-- ACTIVITY --
The answer must be every line of the records below that holds the word "green".

-- AVAILABLE DATA --
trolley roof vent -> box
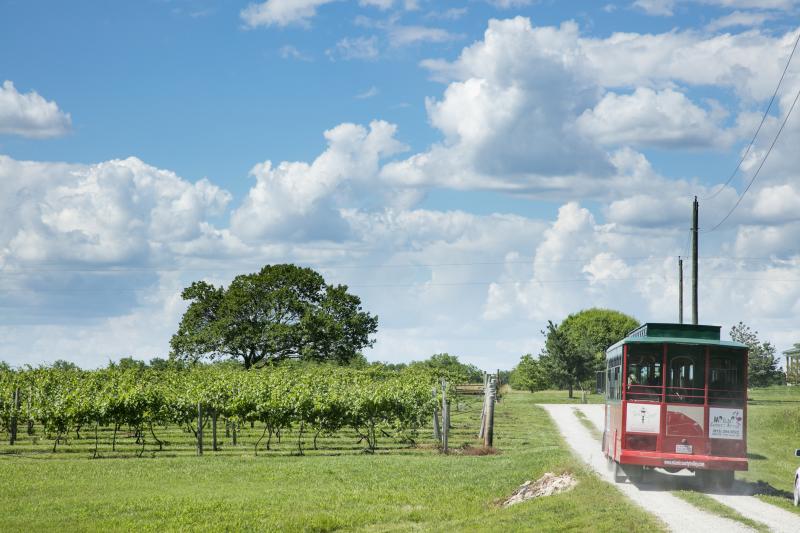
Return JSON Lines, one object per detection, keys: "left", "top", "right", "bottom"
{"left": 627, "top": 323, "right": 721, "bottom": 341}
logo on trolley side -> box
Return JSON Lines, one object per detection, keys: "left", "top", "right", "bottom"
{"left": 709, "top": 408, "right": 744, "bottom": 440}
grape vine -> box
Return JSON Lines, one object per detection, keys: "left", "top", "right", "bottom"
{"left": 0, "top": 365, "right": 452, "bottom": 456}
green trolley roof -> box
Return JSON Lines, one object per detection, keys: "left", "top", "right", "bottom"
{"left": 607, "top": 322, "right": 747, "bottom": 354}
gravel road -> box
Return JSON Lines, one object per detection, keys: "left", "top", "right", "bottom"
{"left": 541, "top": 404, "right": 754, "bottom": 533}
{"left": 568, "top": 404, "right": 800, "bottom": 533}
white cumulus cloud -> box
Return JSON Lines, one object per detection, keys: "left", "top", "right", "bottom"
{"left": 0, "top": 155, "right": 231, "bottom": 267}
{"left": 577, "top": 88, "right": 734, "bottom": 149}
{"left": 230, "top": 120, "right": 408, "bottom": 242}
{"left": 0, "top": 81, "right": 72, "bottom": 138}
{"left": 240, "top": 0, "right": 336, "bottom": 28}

* * *

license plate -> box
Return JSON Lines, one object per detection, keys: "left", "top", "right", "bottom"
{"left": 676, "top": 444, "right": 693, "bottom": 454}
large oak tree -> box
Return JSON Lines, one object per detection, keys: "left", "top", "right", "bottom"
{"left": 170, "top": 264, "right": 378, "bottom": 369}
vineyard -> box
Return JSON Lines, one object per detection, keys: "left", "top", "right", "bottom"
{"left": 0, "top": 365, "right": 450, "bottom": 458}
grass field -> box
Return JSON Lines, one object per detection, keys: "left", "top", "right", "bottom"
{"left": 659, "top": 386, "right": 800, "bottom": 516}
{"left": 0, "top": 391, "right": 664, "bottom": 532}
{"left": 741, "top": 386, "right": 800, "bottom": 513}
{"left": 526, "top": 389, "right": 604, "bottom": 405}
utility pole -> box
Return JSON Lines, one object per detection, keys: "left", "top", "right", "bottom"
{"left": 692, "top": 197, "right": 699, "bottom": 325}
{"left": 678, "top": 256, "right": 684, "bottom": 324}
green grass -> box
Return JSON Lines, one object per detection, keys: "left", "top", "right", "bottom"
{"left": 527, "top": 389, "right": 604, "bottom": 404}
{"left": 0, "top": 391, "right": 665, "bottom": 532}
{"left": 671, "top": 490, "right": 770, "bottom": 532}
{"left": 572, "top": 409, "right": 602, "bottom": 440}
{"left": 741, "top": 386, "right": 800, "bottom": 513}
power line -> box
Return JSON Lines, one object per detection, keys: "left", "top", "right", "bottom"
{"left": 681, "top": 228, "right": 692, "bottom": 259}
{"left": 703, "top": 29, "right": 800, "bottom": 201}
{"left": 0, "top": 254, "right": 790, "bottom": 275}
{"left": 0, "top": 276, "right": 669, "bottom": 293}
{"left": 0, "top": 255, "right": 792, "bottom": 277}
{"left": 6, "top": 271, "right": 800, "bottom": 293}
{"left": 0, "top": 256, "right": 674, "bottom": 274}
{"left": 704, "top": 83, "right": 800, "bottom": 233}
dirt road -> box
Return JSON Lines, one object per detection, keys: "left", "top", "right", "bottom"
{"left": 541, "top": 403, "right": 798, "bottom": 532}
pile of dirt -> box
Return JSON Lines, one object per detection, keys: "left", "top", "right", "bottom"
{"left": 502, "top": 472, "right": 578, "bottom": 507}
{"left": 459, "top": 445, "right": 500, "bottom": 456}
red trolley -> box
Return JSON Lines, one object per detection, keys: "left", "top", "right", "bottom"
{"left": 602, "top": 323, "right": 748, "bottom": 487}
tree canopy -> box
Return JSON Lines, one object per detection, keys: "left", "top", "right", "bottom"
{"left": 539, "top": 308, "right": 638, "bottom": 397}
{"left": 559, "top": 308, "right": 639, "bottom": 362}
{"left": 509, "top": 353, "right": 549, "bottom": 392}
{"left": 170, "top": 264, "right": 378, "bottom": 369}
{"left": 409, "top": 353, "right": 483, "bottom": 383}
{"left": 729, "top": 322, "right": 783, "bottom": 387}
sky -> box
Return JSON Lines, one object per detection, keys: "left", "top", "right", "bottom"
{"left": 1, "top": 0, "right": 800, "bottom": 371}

-- RESULT --
green trolley roof -> box
green grass -> box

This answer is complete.